Raw records:

|---|

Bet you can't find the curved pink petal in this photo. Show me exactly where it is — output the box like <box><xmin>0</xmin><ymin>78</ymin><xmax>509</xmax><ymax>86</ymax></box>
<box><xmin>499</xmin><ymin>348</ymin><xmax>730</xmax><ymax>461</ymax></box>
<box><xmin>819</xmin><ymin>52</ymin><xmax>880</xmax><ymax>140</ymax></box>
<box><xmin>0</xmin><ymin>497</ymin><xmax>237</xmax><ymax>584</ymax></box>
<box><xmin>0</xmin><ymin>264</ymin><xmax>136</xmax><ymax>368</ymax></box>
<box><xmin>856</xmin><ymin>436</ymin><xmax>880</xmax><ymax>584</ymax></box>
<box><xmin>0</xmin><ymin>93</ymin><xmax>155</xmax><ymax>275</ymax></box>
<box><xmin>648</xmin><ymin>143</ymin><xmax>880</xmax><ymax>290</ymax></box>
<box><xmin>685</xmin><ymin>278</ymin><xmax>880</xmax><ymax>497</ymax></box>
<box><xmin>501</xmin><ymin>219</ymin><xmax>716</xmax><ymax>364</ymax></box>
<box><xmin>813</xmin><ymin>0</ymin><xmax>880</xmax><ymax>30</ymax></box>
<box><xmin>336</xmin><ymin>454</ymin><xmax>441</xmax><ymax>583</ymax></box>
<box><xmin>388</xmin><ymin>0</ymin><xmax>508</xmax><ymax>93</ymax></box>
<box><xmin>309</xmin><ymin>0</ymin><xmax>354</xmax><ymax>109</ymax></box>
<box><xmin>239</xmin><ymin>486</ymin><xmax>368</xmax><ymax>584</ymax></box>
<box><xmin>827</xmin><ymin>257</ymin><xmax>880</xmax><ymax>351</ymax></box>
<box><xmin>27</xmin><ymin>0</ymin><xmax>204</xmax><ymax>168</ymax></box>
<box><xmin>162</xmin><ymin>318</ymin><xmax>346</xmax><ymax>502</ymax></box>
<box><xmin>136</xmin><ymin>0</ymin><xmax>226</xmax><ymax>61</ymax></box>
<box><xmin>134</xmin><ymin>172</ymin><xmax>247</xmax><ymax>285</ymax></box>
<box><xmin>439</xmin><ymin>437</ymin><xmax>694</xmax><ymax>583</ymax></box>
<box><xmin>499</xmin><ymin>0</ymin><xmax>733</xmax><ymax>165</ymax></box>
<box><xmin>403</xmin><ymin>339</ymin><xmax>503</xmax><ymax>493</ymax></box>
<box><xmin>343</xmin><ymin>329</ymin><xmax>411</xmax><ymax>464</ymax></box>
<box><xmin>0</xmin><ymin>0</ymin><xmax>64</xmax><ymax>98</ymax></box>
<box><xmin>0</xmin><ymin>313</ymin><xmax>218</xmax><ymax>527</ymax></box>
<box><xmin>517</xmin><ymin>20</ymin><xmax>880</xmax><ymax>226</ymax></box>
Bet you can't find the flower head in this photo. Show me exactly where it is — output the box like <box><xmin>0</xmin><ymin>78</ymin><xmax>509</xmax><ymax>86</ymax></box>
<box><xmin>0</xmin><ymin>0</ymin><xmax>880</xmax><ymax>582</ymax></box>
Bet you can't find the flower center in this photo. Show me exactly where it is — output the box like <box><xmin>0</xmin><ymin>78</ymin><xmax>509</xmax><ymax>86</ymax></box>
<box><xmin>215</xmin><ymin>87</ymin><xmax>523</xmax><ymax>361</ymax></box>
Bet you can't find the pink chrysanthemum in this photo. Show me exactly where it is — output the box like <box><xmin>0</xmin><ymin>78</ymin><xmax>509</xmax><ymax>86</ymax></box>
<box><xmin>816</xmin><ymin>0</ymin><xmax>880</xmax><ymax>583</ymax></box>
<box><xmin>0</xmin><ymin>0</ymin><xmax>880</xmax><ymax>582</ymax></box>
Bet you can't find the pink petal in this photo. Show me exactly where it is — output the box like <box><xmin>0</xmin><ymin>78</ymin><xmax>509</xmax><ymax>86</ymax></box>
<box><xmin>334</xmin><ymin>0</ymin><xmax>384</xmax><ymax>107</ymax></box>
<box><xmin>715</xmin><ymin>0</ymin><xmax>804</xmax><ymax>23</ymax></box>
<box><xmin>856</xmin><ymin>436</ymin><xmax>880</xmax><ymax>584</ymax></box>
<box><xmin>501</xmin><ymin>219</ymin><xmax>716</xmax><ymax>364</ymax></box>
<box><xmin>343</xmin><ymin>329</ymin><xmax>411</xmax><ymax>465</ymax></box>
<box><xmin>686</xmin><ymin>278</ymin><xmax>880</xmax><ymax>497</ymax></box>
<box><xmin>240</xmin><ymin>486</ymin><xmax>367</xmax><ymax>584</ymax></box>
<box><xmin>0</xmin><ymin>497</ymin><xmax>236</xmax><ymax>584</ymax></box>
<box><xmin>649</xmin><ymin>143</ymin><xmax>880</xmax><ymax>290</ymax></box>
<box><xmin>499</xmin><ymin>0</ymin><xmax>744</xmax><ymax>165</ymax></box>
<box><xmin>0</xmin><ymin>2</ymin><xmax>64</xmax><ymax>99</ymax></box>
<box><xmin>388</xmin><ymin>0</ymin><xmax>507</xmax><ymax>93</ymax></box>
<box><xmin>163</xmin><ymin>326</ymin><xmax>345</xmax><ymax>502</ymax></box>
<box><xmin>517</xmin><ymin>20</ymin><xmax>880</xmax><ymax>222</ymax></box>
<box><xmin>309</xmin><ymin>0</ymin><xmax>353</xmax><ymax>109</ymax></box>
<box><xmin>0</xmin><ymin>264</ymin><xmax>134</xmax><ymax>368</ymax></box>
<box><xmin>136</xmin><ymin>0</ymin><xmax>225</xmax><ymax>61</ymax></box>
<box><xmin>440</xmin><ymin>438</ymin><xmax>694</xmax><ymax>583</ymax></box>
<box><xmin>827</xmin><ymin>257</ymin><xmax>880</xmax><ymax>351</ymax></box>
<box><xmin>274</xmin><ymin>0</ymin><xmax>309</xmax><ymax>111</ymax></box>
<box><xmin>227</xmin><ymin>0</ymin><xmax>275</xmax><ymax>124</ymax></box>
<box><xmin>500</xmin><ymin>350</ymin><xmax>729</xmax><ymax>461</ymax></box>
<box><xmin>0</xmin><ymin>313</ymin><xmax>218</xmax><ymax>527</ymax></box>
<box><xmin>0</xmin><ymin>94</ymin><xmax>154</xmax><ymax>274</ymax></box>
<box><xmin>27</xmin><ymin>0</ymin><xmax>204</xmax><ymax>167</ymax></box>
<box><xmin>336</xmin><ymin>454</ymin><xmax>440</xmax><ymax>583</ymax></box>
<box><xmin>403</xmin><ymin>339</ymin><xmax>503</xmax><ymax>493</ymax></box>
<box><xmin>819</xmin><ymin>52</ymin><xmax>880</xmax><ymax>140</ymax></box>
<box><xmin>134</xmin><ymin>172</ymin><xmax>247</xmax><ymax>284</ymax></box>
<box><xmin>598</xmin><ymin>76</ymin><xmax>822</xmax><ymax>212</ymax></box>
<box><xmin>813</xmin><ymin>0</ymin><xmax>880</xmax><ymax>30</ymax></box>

|---|

Problem to work on: How many lines in the listing above contain the string "find", with case counting? Reply with the number only.

The answer: 5